───── 本文 ─────

ANAのシステム障害から考える「安心・安全・安定したシステム」の構築に必要なこと

ANAは4月3日に発生した同社の国内線システム不具合について、記者向けにオンラインでの説明会を開催。あらためてシステム不具合の原因や再発防止策について発表がありました。

今回のシステム不具合が発生したのは、予約・販売・搭乗手続き・顧客への情報配信につながっている国内旅客システムを支援する「予約管理支援システム」です。国内旅客システムは同じ機能の2つの系統(A系・B系)を構築していて、A系とB系は定期的に入れ替えて稼働させているほか、片方にトラブルがあった際に、もう片方へと切り替えられる仕組みになっています。

▲国内旅客システムは同じ機能のものを2系統用意し、定期的に入れ替えて稼働させている

A系・B系にはそれぞれ2つのデータベースを有していて、データ抽出を行っているのですが、今回のシステム不具合は、このデータベース上で起こったもの。ANAの説明では、データベースサーバーで行っていたパラレルクエリ(並列処理)に際して、予期せぬエラーが発生したとのことです。

予約管理支援システムとデータベースは30分おきに最新のデータを抽出。さらにデータベース1とデータベース2も同期を取っている状態です。これに複数のデータを短時間で抽出できるよう、並列処理をしていたわけです。

───── 記録 ─────

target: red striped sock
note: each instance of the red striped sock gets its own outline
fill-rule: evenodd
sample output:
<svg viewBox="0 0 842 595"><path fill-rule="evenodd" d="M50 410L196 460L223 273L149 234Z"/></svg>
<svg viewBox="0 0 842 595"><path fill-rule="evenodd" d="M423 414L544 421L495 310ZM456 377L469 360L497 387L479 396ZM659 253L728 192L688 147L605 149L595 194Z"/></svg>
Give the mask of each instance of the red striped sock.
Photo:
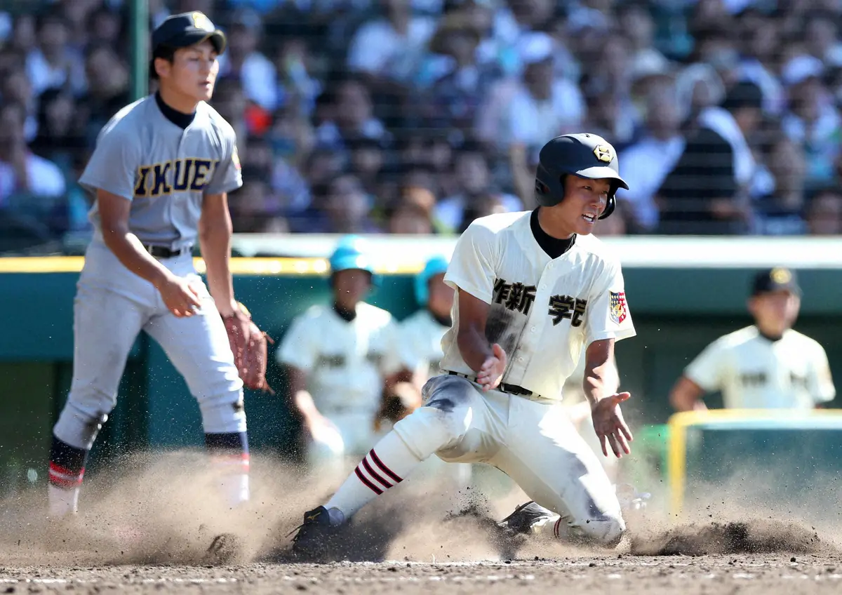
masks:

─────

*短い課題 1*:
記録の最初の行から始め、「410L196 460L223 273L149」を含む行で終えて、その間の行を両端も含めてそのまま書き出してください。
*短い課題 2*:
ANAのシステム不具合についての本文を、最後の文のあとから書き継ぐこと。
本文と記録は互いに別個の素材である。

*最終回答 1*:
target: red striped sock
note: each instance of the red striped sock gets its own outline
fill-rule: evenodd
sample output:
<svg viewBox="0 0 842 595"><path fill-rule="evenodd" d="M50 410L196 460L223 273L149 234Z"/></svg>

*最終回答 2*:
今回、動作していたA系のデータベース1で「予期せぬエラー」が発生し、データベース1がフリーズ状態となってしまいました。そのため監視プログラムが異常を検知し、データベース1に対して停止を指示。データベース2は処理待ち状態となったのですが、データベース1がフリーズのため停止処理にも時間がかかり、データベース2も処理待ち件数が増加してしまったため高負荷状態に。

▲予約管理支援システムの並列処理に予期せぬエラーが発生し、フリーズ状態に

その結果、監視プログラムはデータベース2にもプログラム停止を指示。データベース1、データベース2ともに自動停止となり、A系はシステムとして稼働しない状態になってしまったため、B系へと切り替わりシステムとしては稼働し始め、徐々に予約・販売・搭乗手続きシステムも復旧し始めています。

▲今回の2つのデータベースが同時に停止した経緯

時系列的には、データベース1の異常発生が4月3日の14時頃。14時16分にA系のデータベース1・2ともに同時に停止し、B系への切り替えが完了したのが15時11分となっています。15時11分の段階では原因の判明には至っていませんが、予約管理支援システムへのデータ抽出処理に問題がある可能性があったため、当該処理を18時45分に停止しているとのことです。

今回のシステム不具合では、データベースサーバーで行っていた並列処理に問題があることが判明したため、ANAは2つの再発防止策をたてています。

ひとつは並列処理をやめて、直列処理を行うこと。並列処理のほうが、多数の処理を同時に行えるため処理時間は短くなりますが、今回問題があったシステムはあくまで「支援システム」ということで、そこまでレスポンスが必要ではないため、直列処理への変更で対応するとのこと。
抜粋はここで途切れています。